* _Selected extract_
-*-*-

A huge mound of oyster shells dumped alongside the boat ramp at Williams Park dwindled with the day last week as hustling high schoolers shoveled them into mesh bags destined for Green Key.
The bags will become a manmade reef along the edge of the island in Tampa Bay to stop erosion and re-create important foraging grounds for colorful, rare birds such as American oystercatchers, reddish egrets and roseate spoonbills.
The volunteer day in Riverview was a combined effort of the Audubon of Florida Gulf Coast Ecosystem staff and Tampa Bay Watch, a volunteer-based organization that works to restore the health of Tampa Bay.
"It's really hard work," said Katy Ferraro, a junior at Center Academy, a private high school in Riverview that sent students to fill mesh bags with oyster shells. On this cold morning, she'd been filling bags and peeling off layers of clothing, along with shoveling partner Alisha Smith, a senior at the school.

-*-*-

* _Recorded data_
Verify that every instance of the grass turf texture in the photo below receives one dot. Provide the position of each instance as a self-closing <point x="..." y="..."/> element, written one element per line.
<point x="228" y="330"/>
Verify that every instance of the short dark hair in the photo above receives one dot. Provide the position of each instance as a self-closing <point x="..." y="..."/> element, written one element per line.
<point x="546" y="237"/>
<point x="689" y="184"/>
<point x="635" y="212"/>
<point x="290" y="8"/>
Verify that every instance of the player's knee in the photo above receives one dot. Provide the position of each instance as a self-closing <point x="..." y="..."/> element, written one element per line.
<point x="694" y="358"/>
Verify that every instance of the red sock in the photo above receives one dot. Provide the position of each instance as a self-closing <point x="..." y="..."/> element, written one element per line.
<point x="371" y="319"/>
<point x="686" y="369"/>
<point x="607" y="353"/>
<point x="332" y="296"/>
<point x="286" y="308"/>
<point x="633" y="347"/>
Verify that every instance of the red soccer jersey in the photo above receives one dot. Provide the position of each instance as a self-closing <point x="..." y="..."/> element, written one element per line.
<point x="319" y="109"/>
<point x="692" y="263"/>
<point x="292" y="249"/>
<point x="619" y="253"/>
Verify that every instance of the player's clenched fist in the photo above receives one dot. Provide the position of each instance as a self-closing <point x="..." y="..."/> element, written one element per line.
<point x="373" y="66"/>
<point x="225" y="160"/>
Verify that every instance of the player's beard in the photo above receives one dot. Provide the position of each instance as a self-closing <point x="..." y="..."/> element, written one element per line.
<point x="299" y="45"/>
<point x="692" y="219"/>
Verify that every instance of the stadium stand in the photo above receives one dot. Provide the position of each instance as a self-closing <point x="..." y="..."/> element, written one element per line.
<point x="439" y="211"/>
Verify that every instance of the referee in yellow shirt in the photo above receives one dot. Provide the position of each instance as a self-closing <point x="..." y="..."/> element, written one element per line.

-*-*-

* _Task to complete_
Answer these questions about the oyster-shell reef article:
1. Which three birds does the article name as rare species the reef will help?
2. In what community was the volunteer day held?
3. What school does Katy Ferraro attend, and what year is she in?

* _Response to this exercise_
1. American oystercatchers, reddish egrets and roseate spoonbills.
2. Riverview.
3. Center Academy, where she is a junior.